TESTO DI RIFERIMENTO:
Il Sacramento della Misericordia – 2° Quaresimale

IL DOLORE DEI PECCATI: Pietro o Giuda?
15-02-2016

Dal Vangelo secondo Matteo  (26,57.69-75;27,3-5)

57Quelli che avevano arrestato Gesù lo condussero dal sommo sacerdote Caifa, presso il quale si erano riuniti gli scribi e gli anziani.

69Pietro intanto se ne stava seduto fuori, nel cortile. Una giovane serva gli si avvicinò e disse: «Anche tu eri con Gesù, il Galileo!». 70Ma egli negò davanti a tutti dicendo: «Non capisco che cosa dici». 71Mentre usciva verso l’atrio, lo vide un’altra serva e disse ai presenti: «Costui era con Gesù, il Nazareno». 72Ma egli negò di nuovo, giurando: «Non conosco quell’uomo!». 73Dopo un poco, i presenti si avvicinarono e dissero a Pietro: «È vero, anche tu sei uno di loro: infatti il tuo accento ti tradisce!». 74Allora egli cominciò a imprecare e a giurare: «Non conosco quell’uomo!». E subito un gallo cantò. 75E Pietro si ricordò della parola di Gesù, che aveva detto: «Prima che il gallo canti, tu mi rinnegherai tre volte». E, uscito fuori, pianse amaramente.

3 Allora Giuda – colui che lo tradì –, vedendo che Gesù era stato condannato, preso dal rimorso, riportò le trenta monete d’argento ai capi dei sacerdoti e agli anziani, 4 dicendo: «Ho peccato, perché ho tradito sangue innocente». Ma quelli dissero: «A noi che importa? Pensaci tu!». 5 Egli allora, gettate le monete d’argento nel tempio, si allontanò e andò a impiccarsi.

COMPITI DA SVOLGERE:
A - Nel testo sul dolore dei peccati, che cosa fa Pietro dopo essere uscito fuori?
B - Per favore, prosegui il testo sul dolore dei peccati dopo la sua ultima frase.
Il materiale riportato qui non serve.

ESTRATTI DEI DATI:
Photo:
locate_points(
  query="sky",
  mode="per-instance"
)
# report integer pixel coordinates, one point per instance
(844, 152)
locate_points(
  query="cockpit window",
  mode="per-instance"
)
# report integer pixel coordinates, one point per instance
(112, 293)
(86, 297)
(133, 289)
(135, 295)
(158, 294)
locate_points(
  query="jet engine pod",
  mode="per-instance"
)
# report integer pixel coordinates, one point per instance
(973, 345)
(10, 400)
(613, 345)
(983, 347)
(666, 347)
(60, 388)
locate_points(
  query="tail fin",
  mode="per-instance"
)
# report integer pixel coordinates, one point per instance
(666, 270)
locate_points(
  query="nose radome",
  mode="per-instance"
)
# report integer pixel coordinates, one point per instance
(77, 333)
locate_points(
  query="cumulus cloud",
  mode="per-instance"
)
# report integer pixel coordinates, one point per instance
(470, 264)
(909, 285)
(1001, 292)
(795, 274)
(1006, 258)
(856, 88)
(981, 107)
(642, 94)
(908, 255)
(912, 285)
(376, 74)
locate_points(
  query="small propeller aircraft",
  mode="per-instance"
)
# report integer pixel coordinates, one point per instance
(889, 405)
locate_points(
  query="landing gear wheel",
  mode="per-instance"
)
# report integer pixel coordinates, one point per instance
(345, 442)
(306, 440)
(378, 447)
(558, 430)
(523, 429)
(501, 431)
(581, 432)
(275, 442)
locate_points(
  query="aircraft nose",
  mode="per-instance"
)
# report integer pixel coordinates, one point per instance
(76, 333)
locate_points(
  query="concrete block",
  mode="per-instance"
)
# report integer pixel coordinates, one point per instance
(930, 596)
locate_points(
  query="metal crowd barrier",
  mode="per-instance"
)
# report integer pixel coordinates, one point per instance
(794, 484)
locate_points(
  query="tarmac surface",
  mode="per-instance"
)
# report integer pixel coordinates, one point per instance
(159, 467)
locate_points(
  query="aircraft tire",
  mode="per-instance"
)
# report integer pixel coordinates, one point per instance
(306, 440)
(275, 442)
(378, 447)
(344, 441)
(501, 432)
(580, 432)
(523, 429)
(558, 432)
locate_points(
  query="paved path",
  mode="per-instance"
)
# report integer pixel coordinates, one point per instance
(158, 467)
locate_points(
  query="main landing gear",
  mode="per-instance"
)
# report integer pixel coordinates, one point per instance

---

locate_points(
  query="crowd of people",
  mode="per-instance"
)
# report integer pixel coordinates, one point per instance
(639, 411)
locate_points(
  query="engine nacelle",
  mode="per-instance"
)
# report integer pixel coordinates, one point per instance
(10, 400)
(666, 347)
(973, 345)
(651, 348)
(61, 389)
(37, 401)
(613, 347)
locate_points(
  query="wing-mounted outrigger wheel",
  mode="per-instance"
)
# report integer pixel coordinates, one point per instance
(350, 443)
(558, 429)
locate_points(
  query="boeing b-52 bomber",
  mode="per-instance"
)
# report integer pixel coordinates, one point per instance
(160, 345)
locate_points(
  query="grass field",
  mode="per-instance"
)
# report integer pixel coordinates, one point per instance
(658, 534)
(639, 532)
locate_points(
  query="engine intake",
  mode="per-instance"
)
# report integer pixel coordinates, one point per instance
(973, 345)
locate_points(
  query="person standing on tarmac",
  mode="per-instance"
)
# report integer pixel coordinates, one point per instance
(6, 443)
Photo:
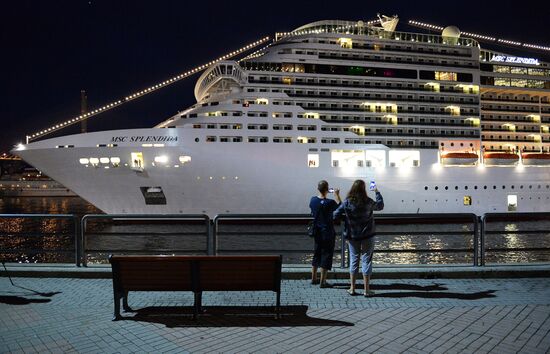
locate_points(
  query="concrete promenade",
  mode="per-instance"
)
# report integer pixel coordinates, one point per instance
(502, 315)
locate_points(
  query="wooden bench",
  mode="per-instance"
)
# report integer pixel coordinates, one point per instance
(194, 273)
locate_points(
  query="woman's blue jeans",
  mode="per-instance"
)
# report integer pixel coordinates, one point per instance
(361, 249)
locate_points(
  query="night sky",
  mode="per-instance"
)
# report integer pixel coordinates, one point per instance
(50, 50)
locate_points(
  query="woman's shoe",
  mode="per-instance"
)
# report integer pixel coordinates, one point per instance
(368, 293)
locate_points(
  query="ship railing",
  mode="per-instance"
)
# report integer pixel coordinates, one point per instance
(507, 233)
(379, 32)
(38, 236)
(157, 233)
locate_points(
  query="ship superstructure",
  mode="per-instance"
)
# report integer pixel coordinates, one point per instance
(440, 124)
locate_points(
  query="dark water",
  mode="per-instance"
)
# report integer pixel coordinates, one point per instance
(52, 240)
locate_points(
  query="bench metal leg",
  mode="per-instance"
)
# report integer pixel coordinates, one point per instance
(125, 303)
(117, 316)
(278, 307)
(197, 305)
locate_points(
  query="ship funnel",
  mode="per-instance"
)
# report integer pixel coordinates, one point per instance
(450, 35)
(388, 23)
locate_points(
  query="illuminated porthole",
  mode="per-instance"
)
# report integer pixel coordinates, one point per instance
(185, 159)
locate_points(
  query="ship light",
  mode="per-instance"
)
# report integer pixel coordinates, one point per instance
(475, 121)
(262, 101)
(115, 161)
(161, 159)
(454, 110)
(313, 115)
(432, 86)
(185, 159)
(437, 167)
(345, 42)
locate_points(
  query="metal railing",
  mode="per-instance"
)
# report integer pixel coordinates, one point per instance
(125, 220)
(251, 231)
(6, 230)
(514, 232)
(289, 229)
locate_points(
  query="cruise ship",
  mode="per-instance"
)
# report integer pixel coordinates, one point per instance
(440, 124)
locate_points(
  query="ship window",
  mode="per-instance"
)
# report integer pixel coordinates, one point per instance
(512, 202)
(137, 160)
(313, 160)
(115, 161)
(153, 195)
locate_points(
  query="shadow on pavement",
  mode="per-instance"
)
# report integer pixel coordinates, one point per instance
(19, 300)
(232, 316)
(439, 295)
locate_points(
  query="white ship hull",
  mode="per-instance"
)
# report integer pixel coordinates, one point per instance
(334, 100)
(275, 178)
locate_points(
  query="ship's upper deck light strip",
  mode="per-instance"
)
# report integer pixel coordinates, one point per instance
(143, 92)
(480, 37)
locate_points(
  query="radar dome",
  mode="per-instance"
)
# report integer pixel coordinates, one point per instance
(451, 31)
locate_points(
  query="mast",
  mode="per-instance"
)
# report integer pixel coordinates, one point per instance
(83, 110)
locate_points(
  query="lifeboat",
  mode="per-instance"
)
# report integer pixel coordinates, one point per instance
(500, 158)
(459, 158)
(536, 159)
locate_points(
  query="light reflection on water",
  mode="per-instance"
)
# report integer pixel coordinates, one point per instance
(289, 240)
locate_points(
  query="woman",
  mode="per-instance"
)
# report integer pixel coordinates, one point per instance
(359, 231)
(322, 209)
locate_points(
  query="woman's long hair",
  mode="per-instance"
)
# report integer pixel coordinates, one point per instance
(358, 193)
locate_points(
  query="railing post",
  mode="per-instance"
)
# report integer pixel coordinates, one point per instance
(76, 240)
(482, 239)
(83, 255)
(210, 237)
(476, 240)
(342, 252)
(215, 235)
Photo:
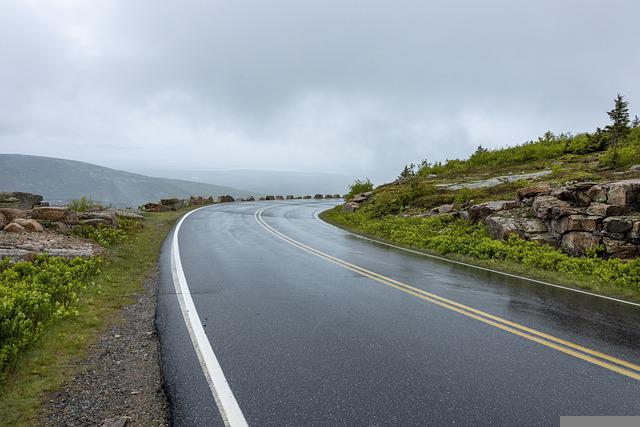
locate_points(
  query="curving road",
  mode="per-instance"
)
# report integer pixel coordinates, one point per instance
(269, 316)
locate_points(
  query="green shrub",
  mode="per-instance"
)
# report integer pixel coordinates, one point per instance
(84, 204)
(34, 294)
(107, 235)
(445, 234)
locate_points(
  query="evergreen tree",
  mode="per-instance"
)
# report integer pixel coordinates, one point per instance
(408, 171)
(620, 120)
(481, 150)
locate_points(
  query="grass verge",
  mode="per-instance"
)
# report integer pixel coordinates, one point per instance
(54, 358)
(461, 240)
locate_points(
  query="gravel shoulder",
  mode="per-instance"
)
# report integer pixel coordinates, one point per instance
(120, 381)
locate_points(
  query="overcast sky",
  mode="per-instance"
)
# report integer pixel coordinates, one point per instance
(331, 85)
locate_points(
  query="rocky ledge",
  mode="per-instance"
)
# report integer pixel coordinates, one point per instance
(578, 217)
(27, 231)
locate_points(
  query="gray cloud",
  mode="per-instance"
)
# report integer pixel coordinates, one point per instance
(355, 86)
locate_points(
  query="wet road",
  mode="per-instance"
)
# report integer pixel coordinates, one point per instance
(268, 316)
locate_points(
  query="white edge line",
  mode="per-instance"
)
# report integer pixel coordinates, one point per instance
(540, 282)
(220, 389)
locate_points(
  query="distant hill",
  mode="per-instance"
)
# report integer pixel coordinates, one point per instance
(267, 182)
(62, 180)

RISPOSTE SCRITTE:
A - Piange amaramente.

B -
IL DOLORE DEI PECCATI

Secondo l’indicazione della nostra tradizione di fede, la seconda tappa della celebrazione del sacramento della misericordia, è il dolore dei peccati. Si tratta di un sentimento intimo, che costituisce la nostra partecipazione personale più significativa, al sacramento della misericordia che vogliamo ricevere. E’ il dolore dei peccati commessi che apre la via del perdono divino. Ma quando riflettiamo sul perdono di Dio e su quello che dobbiamo fare noi e quello che fa Lui, è bene studiare seriamente lasciandoci guidare dalla Parola del Vangelo. La frase più significativa su questo tema la troviamo nel Padre nostro dove si indica ciò che fa Dio e ciò e che facciamo noi. “Perdona a noi … come noi perdoniamo”. Però in che modo dobbiamo intendere la particella “come”? Forse in senso causativo? In questo caso il nostro perdono sarebbe la causa del Suo, cioè diremmo a Dio: “Perdona a noi a causa del perdono che noi diamo agli altri”. Però secondo un insegnamento che è schiettamente evangelico e cattolico: il perdono viene dalla “libera misericordia” di Dio. E’ un dono immeritato della grazia divina, donato unicamente attraverso la croce e la resurrezione di Cristo e non è mai qualcosa che possiamo guadagnare o meritare. Lo dimostra Paolo con una chiarezza sorprendente: “Dio dimostra il suo amore verso di noi nel fatto che, mentre eravamo ancora peccatori, Cristo è morto per noi” (Rm 5,8).  Se dunque il nostro perdono non è la causa del perdono di Dio, in che modo dobbiamo intendere quella particella “come” nella richiesta “Perdona a noi … come noi perdoniamo”? Nel perdono cosa fa Dio e cosa dobbiamo fare noi? La risposta più saggia sembra questa: se la nostra volontà di perdonare non è la causa che muove Dio a perdonarci, essa è tuttavia la condizione che rende per noi possibile ricevere il suo perdono. Il perdono è immeritato, ma non è incondizionato. Dio, da parte sua, desidera sempre perdonarci.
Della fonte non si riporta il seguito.